* TEXT SECTION
● ● ● ● ●
Prior to attempting a fetch, it must be determined if there is at least one valid datum in the target queue, which will be true if put != get.  Similarly, prior to attempting a store, it must be determined if the target queue can accept a datum, which will be true if put+1 != get.  In some cases, it will be useful to know to what extent an RxQ has been filled, e.g., as in managing flow-control.  Assuming a 256-byte queue size, that may be determined with put - get, with borrow discarded.

My primary concern with this scheme is the large amount of RAM being consumed to support it.  The queue array occupies 2KB (256 × 4 × 2) and the queue pointer array occupies 32 bytes of direct page.  There are also pointers to three hardware registers per channel, along with bit fields on direct page that track things such as which receiver’s RTS has been de-asserted and which transmitter has been disabled because it has nothing to transmit.  All-in-all, 60 direct-page bytes are dedicated to SIO processing.

Something determined from experimentation with POC V1.1 is that with the MPU running at double-digit Ø2 rates, smaller SIO queues are practical.  In V1.3, which runs 28 percent faster than V1.1, the MPU can process the SIO queues nearly 40 times faster than data can come in or go out the serial ports when running at 115.2 Kbps.  With that in mind, I’m looking to modify the SIO primitives to work with a 128-byte queue size, which will free up 1KB.  That 1KB can be used to rearrange the bank $00 map for better utilization.

Of course, there’s always a catch, and in this case, a smaller queue size complicates queue pointer management.  Following each queue fetch or store, the corresponding pointer’s least-significant byte (LSB) is incremented to point to the next location.  As the present queue size is 256 bytes, that scheme requires no special processing, since the pointer’s most-significant byte (MSB) is static and the LSB will wrap when the queue’s upper boundary has been reached.  Testing for queue space is also trivial—it’s the simple put != get or put+1 != get comparisons.  However, such simplicity isn’t possible with a 128-byte queue.
● ● ● ● ●
* DATA SECTION
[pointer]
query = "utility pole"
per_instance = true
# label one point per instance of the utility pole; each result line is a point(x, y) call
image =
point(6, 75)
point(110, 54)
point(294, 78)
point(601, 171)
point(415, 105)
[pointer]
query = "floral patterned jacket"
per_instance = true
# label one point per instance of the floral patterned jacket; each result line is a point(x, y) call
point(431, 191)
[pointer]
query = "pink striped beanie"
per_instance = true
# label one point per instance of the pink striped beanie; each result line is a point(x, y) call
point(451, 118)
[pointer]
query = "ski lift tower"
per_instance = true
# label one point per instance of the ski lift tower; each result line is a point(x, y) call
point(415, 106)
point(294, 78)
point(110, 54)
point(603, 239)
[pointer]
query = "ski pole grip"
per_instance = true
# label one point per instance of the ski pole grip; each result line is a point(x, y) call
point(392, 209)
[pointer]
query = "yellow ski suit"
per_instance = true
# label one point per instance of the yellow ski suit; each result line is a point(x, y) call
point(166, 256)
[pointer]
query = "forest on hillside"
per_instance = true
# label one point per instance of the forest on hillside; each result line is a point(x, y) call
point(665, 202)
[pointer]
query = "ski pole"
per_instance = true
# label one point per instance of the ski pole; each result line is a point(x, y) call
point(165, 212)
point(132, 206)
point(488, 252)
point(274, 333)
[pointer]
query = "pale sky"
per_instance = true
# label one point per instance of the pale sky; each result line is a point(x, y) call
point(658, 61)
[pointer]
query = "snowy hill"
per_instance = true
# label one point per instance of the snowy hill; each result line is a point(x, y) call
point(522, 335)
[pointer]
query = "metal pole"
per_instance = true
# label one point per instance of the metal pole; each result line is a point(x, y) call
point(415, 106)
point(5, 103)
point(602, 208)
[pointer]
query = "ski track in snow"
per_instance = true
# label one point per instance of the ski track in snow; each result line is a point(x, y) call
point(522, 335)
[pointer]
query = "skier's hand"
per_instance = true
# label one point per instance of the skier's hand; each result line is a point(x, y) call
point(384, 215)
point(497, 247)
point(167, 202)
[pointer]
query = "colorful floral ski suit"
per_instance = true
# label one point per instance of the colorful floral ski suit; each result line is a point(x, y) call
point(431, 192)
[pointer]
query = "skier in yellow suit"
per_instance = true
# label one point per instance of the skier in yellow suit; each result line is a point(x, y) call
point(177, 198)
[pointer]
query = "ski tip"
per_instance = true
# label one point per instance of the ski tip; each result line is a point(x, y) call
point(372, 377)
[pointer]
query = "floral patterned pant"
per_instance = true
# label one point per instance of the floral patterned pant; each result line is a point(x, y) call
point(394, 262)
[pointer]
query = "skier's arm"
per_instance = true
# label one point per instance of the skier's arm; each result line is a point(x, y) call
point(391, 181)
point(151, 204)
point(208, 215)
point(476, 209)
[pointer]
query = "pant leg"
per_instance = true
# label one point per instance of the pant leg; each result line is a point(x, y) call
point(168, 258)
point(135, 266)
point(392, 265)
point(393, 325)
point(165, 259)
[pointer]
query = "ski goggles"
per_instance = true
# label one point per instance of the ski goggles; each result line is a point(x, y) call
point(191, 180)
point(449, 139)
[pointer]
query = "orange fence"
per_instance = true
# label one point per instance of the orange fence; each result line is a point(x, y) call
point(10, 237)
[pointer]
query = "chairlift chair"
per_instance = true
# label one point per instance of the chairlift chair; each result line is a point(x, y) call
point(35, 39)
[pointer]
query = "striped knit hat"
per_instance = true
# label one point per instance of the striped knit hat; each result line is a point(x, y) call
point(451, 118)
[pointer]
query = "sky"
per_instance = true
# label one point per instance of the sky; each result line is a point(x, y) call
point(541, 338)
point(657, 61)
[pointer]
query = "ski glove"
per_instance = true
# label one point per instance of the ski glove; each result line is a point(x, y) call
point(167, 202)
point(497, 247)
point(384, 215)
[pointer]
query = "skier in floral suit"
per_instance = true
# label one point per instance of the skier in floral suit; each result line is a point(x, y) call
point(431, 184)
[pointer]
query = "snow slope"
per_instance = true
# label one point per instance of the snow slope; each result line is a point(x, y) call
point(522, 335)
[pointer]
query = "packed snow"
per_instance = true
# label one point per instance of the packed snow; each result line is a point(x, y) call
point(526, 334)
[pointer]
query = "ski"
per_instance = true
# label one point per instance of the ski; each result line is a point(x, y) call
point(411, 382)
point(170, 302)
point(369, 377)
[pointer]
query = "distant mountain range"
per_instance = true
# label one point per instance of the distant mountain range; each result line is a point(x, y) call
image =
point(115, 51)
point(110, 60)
● ● ● ● ●
* WHAT IS BEING ASKED
Resume the account of serial I/O queue management from its final sentence.

* FINAL RESULT
The queue array starts on a page boundary, i.e., $00xx00.  Hence an even-numbered channel’s queue will end at $xx7F and an odd-numbered channel’s queue will begin at $xx80.  This being the case, incrementing a pointer’s LSB would have to be followed with a check for range and if outside of its queue’s boundaries, fixed up as necessary, i.e., normalized.  Additionally, a test for queue space cannot be a simple comparison, since a comparison is really an unsigned subtraction.  For example, executing put+1 != get to see if an even-numbered channel’s queue can accept a datum will blow up if put is $7Fput+1 would have to be normalized before the comparison could be carried out.

Cutting to the chase, I’ve been idly monkeying with some code to come up with a way to manage the pointers.  Here’s what I’ve got so far.  All it does is increment the pointers, with normalization to keep them within their respective queue boundaries:

Code:
   .opt proc65c02,swapbin ;Kowalski assembler options directive
;===============================================================================
;
;QUEUE POINTER INCREMENTATION SIMULATION
;
;   ———————————————————————————————————————————————————————————————————————
;   This program tests an algorithm for incrementing TIA-232 circular queue
;   pointers using a smaller queue size.  Test conditions are:
;
;   § There are four channels, selected with a zero-based index.
;
;   § Each queue is 128 bytes in size.
;
;   § The base address for the queue array is $BC00.  The algorithm being
;     simulated assumes that the queue array base is page-aligned.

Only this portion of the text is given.